• **TASK GOAL**
Reproduce the data below verbatim from the line containing "the form [322,299]." through its final line, and produce nothing more.

Start of RECORDS FOR THIS TASK

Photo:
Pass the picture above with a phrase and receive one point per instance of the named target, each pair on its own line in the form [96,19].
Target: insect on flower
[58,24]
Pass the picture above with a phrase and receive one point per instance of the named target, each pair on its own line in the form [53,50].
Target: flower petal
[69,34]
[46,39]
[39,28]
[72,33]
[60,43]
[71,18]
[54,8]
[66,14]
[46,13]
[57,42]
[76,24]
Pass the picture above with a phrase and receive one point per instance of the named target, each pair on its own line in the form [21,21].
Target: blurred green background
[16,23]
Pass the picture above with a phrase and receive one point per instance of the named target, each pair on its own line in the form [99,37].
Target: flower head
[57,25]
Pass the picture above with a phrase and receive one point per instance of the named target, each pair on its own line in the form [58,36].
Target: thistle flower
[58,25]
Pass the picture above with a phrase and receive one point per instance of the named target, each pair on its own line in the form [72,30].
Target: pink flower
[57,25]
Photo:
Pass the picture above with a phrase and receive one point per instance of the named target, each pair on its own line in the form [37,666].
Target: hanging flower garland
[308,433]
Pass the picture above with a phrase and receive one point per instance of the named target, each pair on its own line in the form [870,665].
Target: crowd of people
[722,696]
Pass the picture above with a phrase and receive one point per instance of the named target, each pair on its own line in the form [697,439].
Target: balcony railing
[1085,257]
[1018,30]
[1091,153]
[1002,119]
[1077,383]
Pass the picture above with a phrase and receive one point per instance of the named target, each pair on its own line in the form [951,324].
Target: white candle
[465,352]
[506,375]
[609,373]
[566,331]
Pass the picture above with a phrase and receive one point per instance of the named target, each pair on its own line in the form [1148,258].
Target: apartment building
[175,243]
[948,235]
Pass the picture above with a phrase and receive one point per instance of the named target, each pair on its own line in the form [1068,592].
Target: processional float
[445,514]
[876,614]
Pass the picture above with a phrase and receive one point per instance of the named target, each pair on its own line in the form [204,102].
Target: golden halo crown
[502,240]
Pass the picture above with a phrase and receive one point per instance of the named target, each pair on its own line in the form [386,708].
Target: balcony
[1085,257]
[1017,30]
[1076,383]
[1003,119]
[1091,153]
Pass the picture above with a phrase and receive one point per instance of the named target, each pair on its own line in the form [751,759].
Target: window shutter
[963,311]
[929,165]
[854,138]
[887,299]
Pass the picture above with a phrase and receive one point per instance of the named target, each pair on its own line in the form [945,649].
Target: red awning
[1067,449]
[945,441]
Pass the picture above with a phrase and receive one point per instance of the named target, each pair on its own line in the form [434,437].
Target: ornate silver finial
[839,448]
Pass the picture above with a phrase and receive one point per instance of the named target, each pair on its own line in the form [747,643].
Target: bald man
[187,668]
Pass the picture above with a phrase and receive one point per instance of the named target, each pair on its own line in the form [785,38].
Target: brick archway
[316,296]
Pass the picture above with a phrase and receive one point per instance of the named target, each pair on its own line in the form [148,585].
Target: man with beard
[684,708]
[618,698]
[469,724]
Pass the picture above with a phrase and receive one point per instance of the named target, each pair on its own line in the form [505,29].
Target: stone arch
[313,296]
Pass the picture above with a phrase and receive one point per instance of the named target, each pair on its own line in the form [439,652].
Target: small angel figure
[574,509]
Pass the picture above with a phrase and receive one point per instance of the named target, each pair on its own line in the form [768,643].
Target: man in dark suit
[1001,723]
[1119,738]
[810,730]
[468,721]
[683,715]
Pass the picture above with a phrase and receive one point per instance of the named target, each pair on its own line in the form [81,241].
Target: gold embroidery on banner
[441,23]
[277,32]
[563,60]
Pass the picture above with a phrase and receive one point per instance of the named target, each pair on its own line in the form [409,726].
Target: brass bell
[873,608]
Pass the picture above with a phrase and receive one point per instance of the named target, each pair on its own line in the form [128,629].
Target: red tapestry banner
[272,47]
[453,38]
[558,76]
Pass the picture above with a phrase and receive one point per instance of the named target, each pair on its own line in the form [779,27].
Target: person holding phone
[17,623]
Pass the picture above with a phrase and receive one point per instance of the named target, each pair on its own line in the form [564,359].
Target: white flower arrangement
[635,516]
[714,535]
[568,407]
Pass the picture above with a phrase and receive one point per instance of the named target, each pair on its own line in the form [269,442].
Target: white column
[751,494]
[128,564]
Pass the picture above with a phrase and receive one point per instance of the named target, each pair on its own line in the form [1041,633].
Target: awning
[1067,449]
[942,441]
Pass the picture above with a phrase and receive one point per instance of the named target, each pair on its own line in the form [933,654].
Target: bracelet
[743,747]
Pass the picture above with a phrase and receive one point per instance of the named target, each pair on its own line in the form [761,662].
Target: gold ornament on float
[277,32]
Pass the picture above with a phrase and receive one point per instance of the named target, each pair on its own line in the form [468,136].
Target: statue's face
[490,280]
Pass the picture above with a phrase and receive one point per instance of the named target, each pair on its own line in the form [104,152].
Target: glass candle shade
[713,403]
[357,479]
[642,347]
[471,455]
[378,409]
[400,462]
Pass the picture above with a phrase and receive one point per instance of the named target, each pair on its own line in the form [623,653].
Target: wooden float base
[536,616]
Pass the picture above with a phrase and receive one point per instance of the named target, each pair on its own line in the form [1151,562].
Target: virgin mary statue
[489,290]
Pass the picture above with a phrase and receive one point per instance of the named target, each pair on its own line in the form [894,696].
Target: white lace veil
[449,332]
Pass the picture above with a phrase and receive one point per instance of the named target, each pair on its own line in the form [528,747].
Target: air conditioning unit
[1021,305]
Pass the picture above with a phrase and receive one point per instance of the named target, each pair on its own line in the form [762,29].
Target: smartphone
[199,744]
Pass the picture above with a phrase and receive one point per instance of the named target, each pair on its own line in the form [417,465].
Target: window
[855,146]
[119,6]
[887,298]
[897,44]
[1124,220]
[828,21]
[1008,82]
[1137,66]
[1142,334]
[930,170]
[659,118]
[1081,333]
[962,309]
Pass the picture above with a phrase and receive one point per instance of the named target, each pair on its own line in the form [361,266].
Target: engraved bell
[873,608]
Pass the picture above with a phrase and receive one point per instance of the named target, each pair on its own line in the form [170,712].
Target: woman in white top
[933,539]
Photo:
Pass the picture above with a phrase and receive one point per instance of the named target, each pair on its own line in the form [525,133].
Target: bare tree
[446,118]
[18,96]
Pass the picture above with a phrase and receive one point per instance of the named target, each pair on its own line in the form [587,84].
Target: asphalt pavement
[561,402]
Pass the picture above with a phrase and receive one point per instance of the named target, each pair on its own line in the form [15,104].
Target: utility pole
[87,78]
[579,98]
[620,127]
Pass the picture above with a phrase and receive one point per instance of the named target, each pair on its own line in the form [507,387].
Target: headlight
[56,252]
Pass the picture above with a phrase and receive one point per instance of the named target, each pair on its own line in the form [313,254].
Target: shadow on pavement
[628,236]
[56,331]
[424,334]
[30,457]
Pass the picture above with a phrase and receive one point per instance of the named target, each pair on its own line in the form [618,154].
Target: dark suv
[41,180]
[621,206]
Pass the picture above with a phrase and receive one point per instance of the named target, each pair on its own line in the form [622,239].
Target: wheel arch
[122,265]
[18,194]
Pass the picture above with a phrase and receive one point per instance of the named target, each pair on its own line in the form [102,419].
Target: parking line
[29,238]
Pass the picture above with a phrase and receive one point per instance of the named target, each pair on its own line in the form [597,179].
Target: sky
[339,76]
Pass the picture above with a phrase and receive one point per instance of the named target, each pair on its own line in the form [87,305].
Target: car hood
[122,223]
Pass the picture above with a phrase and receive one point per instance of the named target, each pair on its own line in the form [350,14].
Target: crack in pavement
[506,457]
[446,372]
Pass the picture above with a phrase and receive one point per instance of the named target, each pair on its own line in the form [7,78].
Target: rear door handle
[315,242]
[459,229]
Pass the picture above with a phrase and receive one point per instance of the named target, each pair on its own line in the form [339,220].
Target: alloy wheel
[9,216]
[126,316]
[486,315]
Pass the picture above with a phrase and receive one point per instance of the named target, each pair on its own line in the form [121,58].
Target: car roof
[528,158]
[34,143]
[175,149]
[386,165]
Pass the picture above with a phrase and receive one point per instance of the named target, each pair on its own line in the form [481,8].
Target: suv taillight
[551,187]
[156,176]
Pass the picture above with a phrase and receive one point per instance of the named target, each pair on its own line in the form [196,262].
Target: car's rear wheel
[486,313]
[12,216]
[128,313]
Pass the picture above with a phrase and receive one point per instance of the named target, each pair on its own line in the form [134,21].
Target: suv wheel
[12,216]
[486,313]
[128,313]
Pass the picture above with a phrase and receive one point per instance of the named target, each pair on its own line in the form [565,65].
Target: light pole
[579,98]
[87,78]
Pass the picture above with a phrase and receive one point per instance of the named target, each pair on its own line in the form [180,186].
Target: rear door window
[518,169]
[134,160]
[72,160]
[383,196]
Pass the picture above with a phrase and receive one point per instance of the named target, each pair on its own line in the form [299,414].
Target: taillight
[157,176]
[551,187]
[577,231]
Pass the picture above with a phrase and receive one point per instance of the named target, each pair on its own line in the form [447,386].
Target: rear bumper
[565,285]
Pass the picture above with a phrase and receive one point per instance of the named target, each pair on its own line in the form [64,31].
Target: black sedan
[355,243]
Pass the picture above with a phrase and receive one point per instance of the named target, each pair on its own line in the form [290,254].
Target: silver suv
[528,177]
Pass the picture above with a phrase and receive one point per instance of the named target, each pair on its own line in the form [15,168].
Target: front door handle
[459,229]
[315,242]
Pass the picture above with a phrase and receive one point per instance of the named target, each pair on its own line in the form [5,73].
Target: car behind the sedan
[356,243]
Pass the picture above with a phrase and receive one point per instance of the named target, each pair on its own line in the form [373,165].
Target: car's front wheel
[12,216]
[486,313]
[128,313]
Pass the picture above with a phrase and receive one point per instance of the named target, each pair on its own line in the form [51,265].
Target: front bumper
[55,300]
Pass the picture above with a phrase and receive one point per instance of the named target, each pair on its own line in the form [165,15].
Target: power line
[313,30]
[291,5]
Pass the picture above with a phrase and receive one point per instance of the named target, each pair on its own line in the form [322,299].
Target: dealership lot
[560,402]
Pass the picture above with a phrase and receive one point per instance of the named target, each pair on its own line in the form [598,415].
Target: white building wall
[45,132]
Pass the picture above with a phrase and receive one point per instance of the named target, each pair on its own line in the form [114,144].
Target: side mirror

End of RECORDS FOR THIS TASK

• **FULL OUTPUT**
Pass the picture above with a phrase and receive one point per instance of the named target, each pair on its own line in the form [322,299].
Target: dealership lot
[560,402]
Pass the picture above with a phrase and receive one point per instance of the named target, each pair on its own line in the form [598,415].
Target: white building wall
[45,132]
Pass the picture above with a phrase and receive one point per instance of the named target, each pair on its own line in the form [114,144].
Target: side mirror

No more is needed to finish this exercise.